Records shown:
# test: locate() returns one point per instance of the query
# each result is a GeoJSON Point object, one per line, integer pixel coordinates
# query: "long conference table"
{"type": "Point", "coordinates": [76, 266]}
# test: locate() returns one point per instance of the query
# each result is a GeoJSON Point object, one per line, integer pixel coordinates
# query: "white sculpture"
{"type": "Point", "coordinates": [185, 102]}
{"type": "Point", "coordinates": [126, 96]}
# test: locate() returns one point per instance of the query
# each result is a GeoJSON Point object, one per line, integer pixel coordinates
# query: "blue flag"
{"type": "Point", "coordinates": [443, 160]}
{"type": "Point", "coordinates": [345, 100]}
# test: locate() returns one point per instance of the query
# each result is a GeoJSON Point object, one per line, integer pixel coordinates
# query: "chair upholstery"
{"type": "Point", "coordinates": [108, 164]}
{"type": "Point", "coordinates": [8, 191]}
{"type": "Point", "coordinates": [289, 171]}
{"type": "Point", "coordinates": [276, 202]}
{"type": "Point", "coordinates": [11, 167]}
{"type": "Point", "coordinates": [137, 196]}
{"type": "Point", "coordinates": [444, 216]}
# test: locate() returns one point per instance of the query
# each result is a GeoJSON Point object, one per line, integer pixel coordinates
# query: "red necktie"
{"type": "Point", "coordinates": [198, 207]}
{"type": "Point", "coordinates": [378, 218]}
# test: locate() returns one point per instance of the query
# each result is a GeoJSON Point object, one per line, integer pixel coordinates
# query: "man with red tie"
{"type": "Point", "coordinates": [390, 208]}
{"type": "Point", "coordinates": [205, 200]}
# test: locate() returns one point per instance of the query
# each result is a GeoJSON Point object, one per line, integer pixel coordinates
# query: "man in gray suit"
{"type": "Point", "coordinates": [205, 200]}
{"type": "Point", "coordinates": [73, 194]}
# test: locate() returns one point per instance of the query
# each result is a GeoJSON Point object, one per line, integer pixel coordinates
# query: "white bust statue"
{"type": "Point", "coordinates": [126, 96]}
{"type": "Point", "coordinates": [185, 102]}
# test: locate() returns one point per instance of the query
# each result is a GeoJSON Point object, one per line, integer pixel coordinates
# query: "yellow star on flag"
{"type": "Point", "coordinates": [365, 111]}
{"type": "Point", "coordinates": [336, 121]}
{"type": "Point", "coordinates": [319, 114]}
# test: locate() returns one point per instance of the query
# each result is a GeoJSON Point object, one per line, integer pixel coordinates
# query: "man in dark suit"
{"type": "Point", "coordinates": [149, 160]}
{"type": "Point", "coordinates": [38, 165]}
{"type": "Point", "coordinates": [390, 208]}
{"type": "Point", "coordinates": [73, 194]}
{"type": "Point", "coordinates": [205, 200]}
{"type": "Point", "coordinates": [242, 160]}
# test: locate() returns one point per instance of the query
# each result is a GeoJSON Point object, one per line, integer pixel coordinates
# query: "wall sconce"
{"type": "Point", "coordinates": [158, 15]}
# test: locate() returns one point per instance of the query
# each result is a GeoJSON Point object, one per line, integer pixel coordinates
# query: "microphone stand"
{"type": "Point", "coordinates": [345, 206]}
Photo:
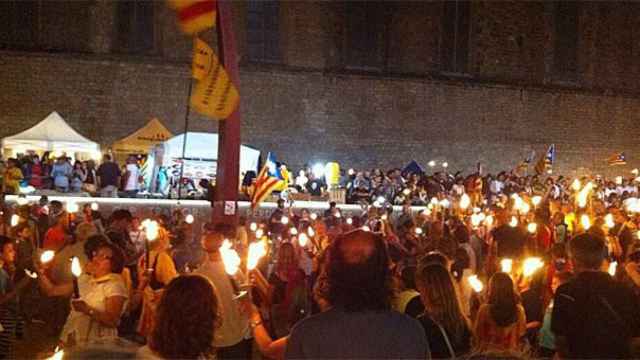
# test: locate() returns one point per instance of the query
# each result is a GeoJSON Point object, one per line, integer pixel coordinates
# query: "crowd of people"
{"type": "Point", "coordinates": [47, 172]}
{"type": "Point", "coordinates": [511, 267]}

Exercise requirements:
Transcribe the records above verbatim. Do not carry over any picture.

Solution to this exercise:
# test: locate() returns one point per instance of the query
# each result is a GeoJSON Point object, one per line, integer pixel coordinates
# query: "long conference table"
{"type": "Point", "coordinates": [76, 266]}
# test: locate() returns one point per instance of the query
# each result is a GeoJSON Point object, one per line, integer pixel coordinates
# query: "white sculpture"
{"type": "Point", "coordinates": [185, 102]}
{"type": "Point", "coordinates": [126, 96]}
# test: locate() returns one point per instance of the query
# each result is a GeoJSON Point object, one per line, integer pixel coordinates
# query: "blue flag"
{"type": "Point", "coordinates": [443, 160]}
{"type": "Point", "coordinates": [345, 100]}
# test: locate() returns one point per instance of the query
# each result is a GeoJSON Point object, one per line, integer pixel coordinates
# query: "chair upholstery"
{"type": "Point", "coordinates": [108, 164]}
{"type": "Point", "coordinates": [8, 191]}
{"type": "Point", "coordinates": [289, 171]}
{"type": "Point", "coordinates": [276, 202]}
{"type": "Point", "coordinates": [11, 167]}
{"type": "Point", "coordinates": [137, 196]}
{"type": "Point", "coordinates": [444, 216]}
# test: locate() returns one point per instance of the query
# each result is a GeoJSON Point object, one per line, integer pixel coordinates
# query: "red necktie"
{"type": "Point", "coordinates": [198, 207]}
{"type": "Point", "coordinates": [378, 218]}
# test: locate() returns one point per instance of the query
# each result is a GeoJSON Point object, one per line, integer pixel coordinates
# query: "man with red tie"
{"type": "Point", "coordinates": [390, 208]}
{"type": "Point", "coordinates": [205, 200]}
# test: locate() returns one point per instance of the query
# each result is a GeoJSON Point object, one per line, integer pixel coordinates
# query: "man in gray suit"
{"type": "Point", "coordinates": [205, 200]}
{"type": "Point", "coordinates": [73, 194]}
# test: locate() returns one point per instance of the query
# each result is a GeoJSON Point object, one per line, integer pixel coordinates
# query: "white bust statue"
{"type": "Point", "coordinates": [126, 96]}
{"type": "Point", "coordinates": [185, 102]}
# test: locate() returns one point per instance of the query
# each result is a GeoJSON Point object, one per line, integer pixel coordinates
# query: "yellow star on flag"
{"type": "Point", "coordinates": [365, 111]}
{"type": "Point", "coordinates": [336, 121]}
{"type": "Point", "coordinates": [319, 114]}
# test: locate() returns one point per instance of the query
# each result is a GeoJSON Point object, one per line, integer pixel coordinates
# query: "man in dark suit"
{"type": "Point", "coordinates": [149, 160]}
{"type": "Point", "coordinates": [38, 165]}
{"type": "Point", "coordinates": [390, 208]}
{"type": "Point", "coordinates": [73, 194]}
{"type": "Point", "coordinates": [205, 200]}
{"type": "Point", "coordinates": [242, 160]}
# test: locate() returns one point per instance of the query
# each result is a GeoJSON Point object, one per line, integer pixel coordinates
# query: "wall sconce"
{"type": "Point", "coordinates": [158, 15]}
# test: locate() returns one point per instance of the query
# each result is a GeoJSON Point object, one per line, integer pixel coordinates
# query: "microphone stand"
{"type": "Point", "coordinates": [345, 206]}
Photo:
# test: locate() returns one point per instance of the query
# each result is a GeoJSON Point object, one per line, integer pixel coordinates
# query: "crowd of people"
{"type": "Point", "coordinates": [47, 172]}
{"type": "Point", "coordinates": [511, 267]}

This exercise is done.